EXERCISE PROMPT
In this exercise, write out the data word for word and leave every image out.

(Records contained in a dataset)
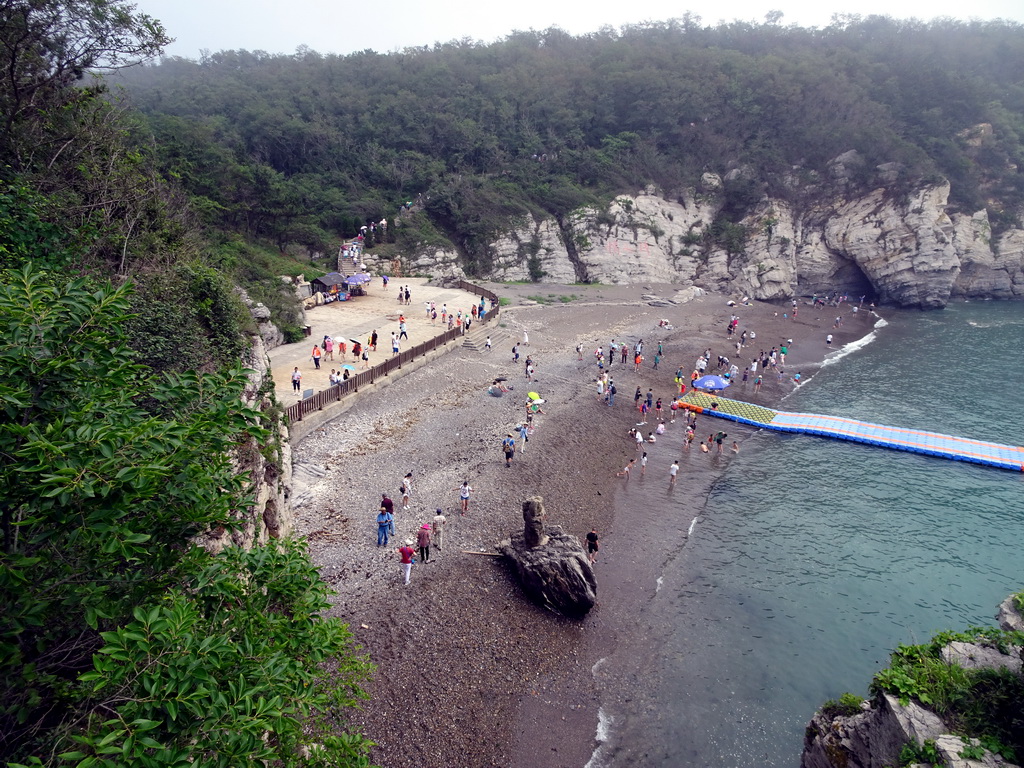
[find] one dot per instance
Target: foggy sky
(340, 27)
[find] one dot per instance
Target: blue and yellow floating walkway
(914, 440)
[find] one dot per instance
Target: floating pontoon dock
(914, 440)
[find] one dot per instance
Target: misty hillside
(304, 148)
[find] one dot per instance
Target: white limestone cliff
(902, 250)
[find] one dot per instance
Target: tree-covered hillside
(306, 147)
(124, 436)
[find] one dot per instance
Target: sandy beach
(470, 673)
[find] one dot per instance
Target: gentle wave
(604, 722)
(850, 348)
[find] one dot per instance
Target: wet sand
(470, 673)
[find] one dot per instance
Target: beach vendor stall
(356, 284)
(332, 286)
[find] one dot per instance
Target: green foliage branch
(123, 643)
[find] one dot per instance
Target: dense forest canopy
(124, 434)
(306, 147)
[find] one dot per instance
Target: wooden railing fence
(363, 378)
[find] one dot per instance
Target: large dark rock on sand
(551, 564)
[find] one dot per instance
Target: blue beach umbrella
(710, 382)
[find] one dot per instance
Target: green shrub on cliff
(122, 642)
(983, 704)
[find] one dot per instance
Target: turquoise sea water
(814, 558)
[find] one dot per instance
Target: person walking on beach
(407, 487)
(508, 448)
(423, 542)
(719, 437)
(524, 436)
(407, 553)
(437, 526)
(464, 492)
(592, 545)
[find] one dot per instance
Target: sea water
(814, 558)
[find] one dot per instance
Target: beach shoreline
(469, 672)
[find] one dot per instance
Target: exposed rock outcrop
(551, 564)
(903, 249)
(1010, 615)
(871, 738)
(269, 467)
(875, 736)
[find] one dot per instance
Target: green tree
(117, 629)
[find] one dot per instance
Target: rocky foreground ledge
(876, 736)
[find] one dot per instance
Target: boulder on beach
(552, 565)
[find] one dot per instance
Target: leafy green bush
(123, 643)
(981, 704)
(845, 706)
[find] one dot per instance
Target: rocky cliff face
(269, 466)
(902, 250)
(873, 737)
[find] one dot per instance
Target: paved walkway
(356, 318)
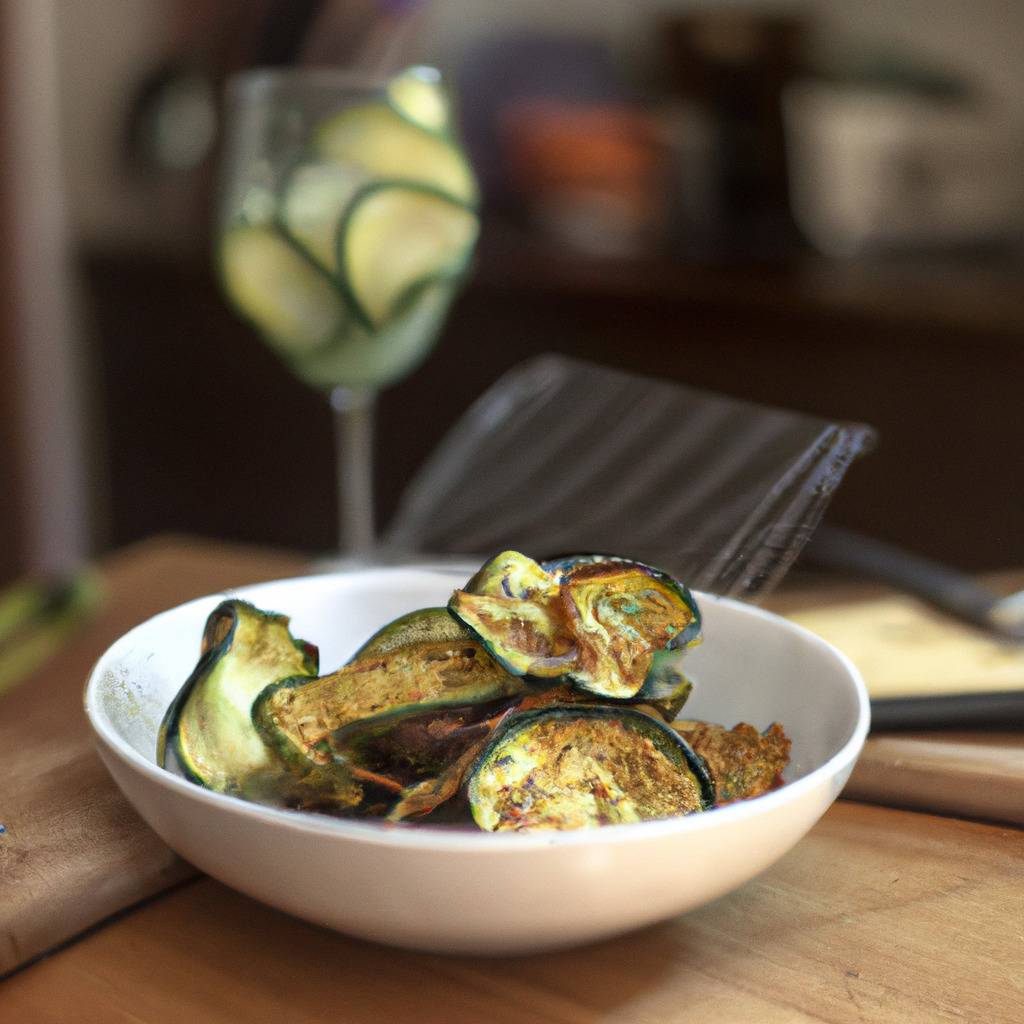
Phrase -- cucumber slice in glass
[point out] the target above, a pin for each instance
(312, 202)
(364, 358)
(280, 290)
(385, 144)
(394, 238)
(419, 96)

OUTPUT BELOW
[find] one dot per instance
Target: foggy sky
(340, 27)
[find] one dot per instance
Target: blue and yellow floating walkway
(914, 440)
[find] one dot per instance
Target: floating pontoon dock
(914, 440)
[find] one dot per instance
Target: misty hillside
(304, 148)
[find] one dot per instance
Target: white limestone cliff
(902, 250)
[find] one dot per instance
Target: tree-covered hillside
(306, 147)
(124, 436)
[find] one dot per instance
Target: sandy beach
(470, 673)
[find] one dot per instance
Target: gentle wave
(604, 722)
(850, 348)
[find] one dot per instance
Target: wet sand
(470, 673)
[find] one dot per instance
Target: beach vendor stall
(356, 284)
(332, 286)
[find] one dot per instance
Target: green foliage branch
(123, 643)
[find] one dot per instance
Target: dense forest canopy
(124, 434)
(306, 147)
[find] one dot per instance
Target: wooden railing fence
(363, 378)
[find] one dot per instance
Target: large dark rock on sand
(551, 564)
[find] one dot per instance
Target: blue beach umbrella
(710, 382)
[find] one dot per instance
Target: green shrub on cliff
(122, 642)
(983, 704)
[find] one dot per instance
Target: turquoise sea water
(814, 558)
[find] one dot per instance
Target: person walking on beach
(407, 487)
(508, 448)
(423, 542)
(719, 437)
(524, 436)
(407, 553)
(437, 526)
(464, 492)
(592, 545)
[find] one dot per instance
Target: sea water
(814, 558)
[find] one dot per instance
Target: beach shoreline
(469, 672)
[find] one dot per instance
Target: exposed rock outcrop
(551, 564)
(903, 249)
(1010, 615)
(871, 738)
(269, 467)
(875, 736)
[find] one dot per instance
Target: green tree
(117, 629)
[find] one dot per instance
Target: rocky foreground ledge
(876, 736)
[find] one dot per instance
Target: boulder on beach
(552, 565)
[find] one dot per instance
Target: leafy green bush
(123, 643)
(981, 704)
(845, 706)
[find] one dot per instance
Target: rocky cliff face
(269, 466)
(902, 250)
(873, 737)
[find] one dot per instance
Target: paved walkway
(356, 318)
Phrase -- cucumber slice in glass
[point out] the target above, a pin for each instance
(312, 202)
(364, 358)
(280, 290)
(385, 144)
(394, 238)
(419, 96)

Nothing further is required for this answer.